* [WHAT TO PRODUCE] In your copy, reproduce each entry exactly and include no picture.

* [DATA]
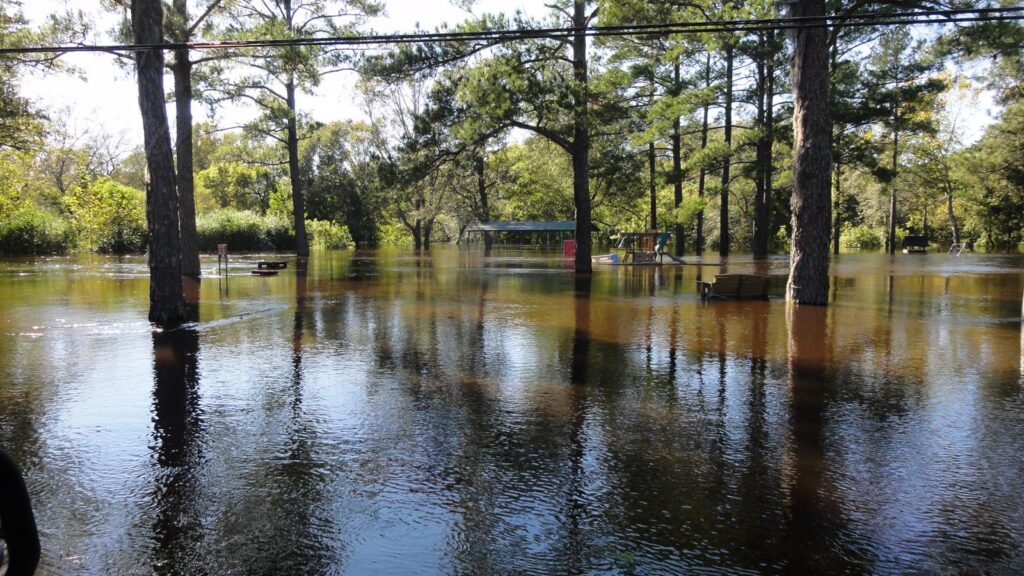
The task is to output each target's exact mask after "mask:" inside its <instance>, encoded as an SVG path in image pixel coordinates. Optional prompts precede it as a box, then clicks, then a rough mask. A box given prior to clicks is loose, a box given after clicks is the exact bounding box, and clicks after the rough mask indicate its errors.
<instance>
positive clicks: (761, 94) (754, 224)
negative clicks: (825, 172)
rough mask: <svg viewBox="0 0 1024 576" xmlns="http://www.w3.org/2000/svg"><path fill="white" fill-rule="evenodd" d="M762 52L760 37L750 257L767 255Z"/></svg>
mask: <svg viewBox="0 0 1024 576" xmlns="http://www.w3.org/2000/svg"><path fill="white" fill-rule="evenodd" d="M766 52H767V50H766V49H765V40H764V37H762V38H761V39H760V43H759V50H758V61H757V66H756V67H755V73H756V83H755V92H756V94H755V99H756V100H757V102H756V104H757V112H756V118H757V124H758V128H759V131H760V135H759V136H758V142H757V149H756V152H755V154H756V159H755V176H754V189H755V193H754V237H753V239H752V240H753V246H752V248H753V252H754V257H755V258H759V259H761V258H765V257H767V256H768V210H767V203H766V195H767V191H766V190H765V181H766V180H767V179H768V176H767V172H768V156H769V155H770V154H771V151H770V149H769V145H768V132H767V124H768V119H767V102H766V100H767V91H768V79H767V67H766V65H765V58H766V57H770V56H768V55H767V54H766Z"/></svg>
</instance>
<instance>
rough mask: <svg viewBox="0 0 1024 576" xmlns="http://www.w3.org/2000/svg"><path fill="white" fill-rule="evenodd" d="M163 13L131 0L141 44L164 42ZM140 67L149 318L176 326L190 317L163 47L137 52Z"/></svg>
mask: <svg viewBox="0 0 1024 576" xmlns="http://www.w3.org/2000/svg"><path fill="white" fill-rule="evenodd" d="M163 14H164V11H163V6H162V5H161V2H160V0H132V32H133V36H134V41H135V43H136V44H161V43H163V41H164V31H163V24H164V23H163ZM135 68H136V79H137V82H138V106H139V110H140V111H141V113H142V130H143V141H144V145H145V162H146V170H147V172H148V182H147V183H148V186H147V187H146V197H145V207H146V210H145V215H146V223H147V224H148V238H150V321H151V322H153V323H154V324H156V325H157V326H161V327H172V326H177V325H179V324H181V323H182V322H184V321H185V319H186V311H185V302H184V297H183V294H182V288H181V243H180V241H179V238H178V229H179V225H178V199H177V189H176V188H175V181H174V156H173V154H172V152H171V134H170V127H169V126H168V122H167V109H166V101H165V99H164V53H163V51H161V50H141V51H138V52H135Z"/></svg>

* [SOLUTION TO THE EXERCISE]
The task is to output each target's exact mask after "mask:" inside its <instance>, encoded as an SVG path in image pixel coordinates. Optional prompts precede it as a box, then clicks, then a rough mask. A box given prior to clicks is loose, a box given after clicks is the exact bounding box, and clicks after the rough mask indicate its errors.
<instance>
positive clicks: (761, 94) (754, 224)
negative clicks: (825, 172)
rough mask: <svg viewBox="0 0 1024 576" xmlns="http://www.w3.org/2000/svg"><path fill="white" fill-rule="evenodd" d="M762 52L760 37L750 257L767 255Z"/></svg>
mask: <svg viewBox="0 0 1024 576" xmlns="http://www.w3.org/2000/svg"><path fill="white" fill-rule="evenodd" d="M766 52H767V50H766V49H765V40H764V37H762V38H761V39H760V43H759V50H758V61H757V66H756V67H755V73H756V83H755V92H756V94H755V99H756V100H757V102H756V104H757V112H756V118H757V124H758V128H759V131H760V135H759V136H758V142H757V149H756V152H755V154H756V159H755V176H754V189H755V193H754V237H753V239H752V240H753V246H752V248H753V252H754V257H755V258H759V259H761V258H765V257H767V256H768V210H767V203H766V195H767V191H766V190H765V181H766V180H767V179H768V176H767V172H768V156H769V155H770V154H771V151H770V149H769V145H768V132H767V124H768V119H767V102H766V100H767V91H768V79H767V67H766V65H765V58H766V57H770V56H768V55H767V54H766Z"/></svg>
</instance>
<instance>
rough mask: <svg viewBox="0 0 1024 576" xmlns="http://www.w3.org/2000/svg"><path fill="white" fill-rule="evenodd" d="M163 13L131 0L141 44L164 42ZM140 67L149 318L176 326L190 317L163 47L137 52Z"/></svg>
mask: <svg viewBox="0 0 1024 576" xmlns="http://www.w3.org/2000/svg"><path fill="white" fill-rule="evenodd" d="M163 14H164V11H163V6H162V5H161V2H160V0H132V32H133V36H134V41H135V43H136V44H161V43H163V41H164V31H163V24H164V23H163ZM135 68H136V79H137V82H138V106H139V110H140V111H141V113H142V130H143V141H144V145H145V162H146V170H147V172H148V182H147V183H148V186H147V187H146V197H145V207H146V210H145V215H146V223H147V224H148V238H150V321H151V322H153V323H154V324H156V325H157V326H161V327H172V326H177V325H179V324H181V323H182V322H184V321H185V319H186V311H185V302H184V297H183V294H182V288H181V243H180V241H179V238H178V229H179V225H178V199H177V189H176V188H175V181H174V156H173V154H172V152H171V134H170V127H169V126H168V122H167V109H166V101H165V99H164V53H163V51H161V50H141V51H138V52H135Z"/></svg>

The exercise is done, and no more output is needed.